───── Text provided
A Day in the Life Is Never the Same

Let’s take, for example, the Austin City Limits festival that Tyler, the Creator headlined two days after we spoke to Norman. “My job [for this performance] probably goes back four months prior,” Norman said from an Austin hotel room. He had to schedule and inform the festival of how many stage risers they would use and how many stagehands they would need. He needed to figure out if the festival provided catering and hospitality for his crew. He had to brief the local fire marshall on their pyrotechnic plans.

And that’s just one stop (albeit an elaborate one) in a global tour. Regardless of which artist he’s working for, he’ll have to anticipate and solve problems they’ll never know about and adhere to the whims of their requests. Prince (one of his favorite artists he ever worked with) taught Norman a valuable lesson: When an artist has a question, the tour manager needs an answer.

“You're the facilitator, you're the magic maker, you're the psychiatrist and therapist, you're the doctor, you're the everything,” Norman explained.

An Overdue Racial Reckoning

As a person of color, Norman has occupied a rare place in the touring industry. Sometimes Black musicians will have Black tour managers, but Norman says it’s not common. And white country or rock acts? Even rarer.

Norman’s been fortunate, in that regard, that he’s been recognized for how good he is at his job. Still, Norman says any industry-wide progress over his 35 years in music has been unacceptably slow.
──────────
───── Data provided
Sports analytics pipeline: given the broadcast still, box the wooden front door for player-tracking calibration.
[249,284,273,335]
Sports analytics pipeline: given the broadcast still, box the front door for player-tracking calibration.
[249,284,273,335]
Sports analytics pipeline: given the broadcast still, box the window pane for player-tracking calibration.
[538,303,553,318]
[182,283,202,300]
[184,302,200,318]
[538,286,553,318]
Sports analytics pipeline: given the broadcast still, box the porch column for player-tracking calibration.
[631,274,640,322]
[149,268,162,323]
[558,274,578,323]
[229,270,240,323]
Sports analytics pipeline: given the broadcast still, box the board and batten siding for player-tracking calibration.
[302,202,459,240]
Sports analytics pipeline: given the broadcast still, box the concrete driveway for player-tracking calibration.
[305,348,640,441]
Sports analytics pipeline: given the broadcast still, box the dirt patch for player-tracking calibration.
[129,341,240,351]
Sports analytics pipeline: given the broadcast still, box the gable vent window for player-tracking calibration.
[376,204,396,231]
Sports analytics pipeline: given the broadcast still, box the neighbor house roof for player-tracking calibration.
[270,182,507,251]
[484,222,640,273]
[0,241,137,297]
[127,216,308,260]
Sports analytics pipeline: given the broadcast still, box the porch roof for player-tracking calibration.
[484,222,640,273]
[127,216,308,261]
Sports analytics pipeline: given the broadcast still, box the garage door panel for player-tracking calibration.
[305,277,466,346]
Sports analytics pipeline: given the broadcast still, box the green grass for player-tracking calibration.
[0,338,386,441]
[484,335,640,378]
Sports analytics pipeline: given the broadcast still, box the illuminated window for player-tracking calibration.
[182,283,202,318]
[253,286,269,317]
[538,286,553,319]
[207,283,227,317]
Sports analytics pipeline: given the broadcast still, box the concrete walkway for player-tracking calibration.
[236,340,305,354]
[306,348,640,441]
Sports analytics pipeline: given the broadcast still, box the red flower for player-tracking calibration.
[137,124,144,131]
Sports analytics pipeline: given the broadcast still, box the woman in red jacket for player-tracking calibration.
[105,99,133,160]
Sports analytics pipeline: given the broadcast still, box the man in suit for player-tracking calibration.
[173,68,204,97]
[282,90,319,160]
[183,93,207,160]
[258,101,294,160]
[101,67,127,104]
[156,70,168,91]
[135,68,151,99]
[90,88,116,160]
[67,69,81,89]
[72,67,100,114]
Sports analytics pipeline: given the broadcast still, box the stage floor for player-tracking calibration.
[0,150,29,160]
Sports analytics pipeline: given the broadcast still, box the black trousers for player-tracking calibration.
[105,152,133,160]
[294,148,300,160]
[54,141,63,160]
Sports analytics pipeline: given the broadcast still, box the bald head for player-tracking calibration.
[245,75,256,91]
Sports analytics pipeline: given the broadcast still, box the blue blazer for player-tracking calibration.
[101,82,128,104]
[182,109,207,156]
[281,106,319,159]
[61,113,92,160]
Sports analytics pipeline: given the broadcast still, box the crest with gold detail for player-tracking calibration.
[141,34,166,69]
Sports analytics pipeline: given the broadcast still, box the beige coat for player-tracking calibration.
──────────
Questions:
**1.** In the piece on Norman's tour-management work above, write out everything from "And that’s just" down to "acts? Even rarer.".
**2.** Answer these from the piece on Norman's tour-management work:
(a) How far ahead of the Austin City Limits performance did Norman say his job probably began?
(b) Which artist taught Norman that when an artist has a question, the tour manager needs an answer?
(c) How many years has Norman spent in music?

List of answers:
**1.**
And that’s just one stop (albeit an elaborate one) in a global tour. Regardless of which artist he’s working for, he’ll have to anticipate and solve problems they’ll never know about and adhere to the whims of their requests. Prince (one of his favorite artists he ever worked with) taught Norman a valuable lesson: When an artist has a question, the tour manager needs an answer.

“You're the facilitator, you're the magic maker, you're the psychiatrist and therapist, you're the doctor, you're the everything,” Norman explained.

An Overdue Racial Reckoning

As a person of color, Norman has occupied a rare place in the touring industry. Sometimes Black musicians will have Black tour managers, but Norman says it’s not common. And white country or rock acts? Even rarer.

**2.**
(a) About four months before.
(b) Prince.
(c) 35 years.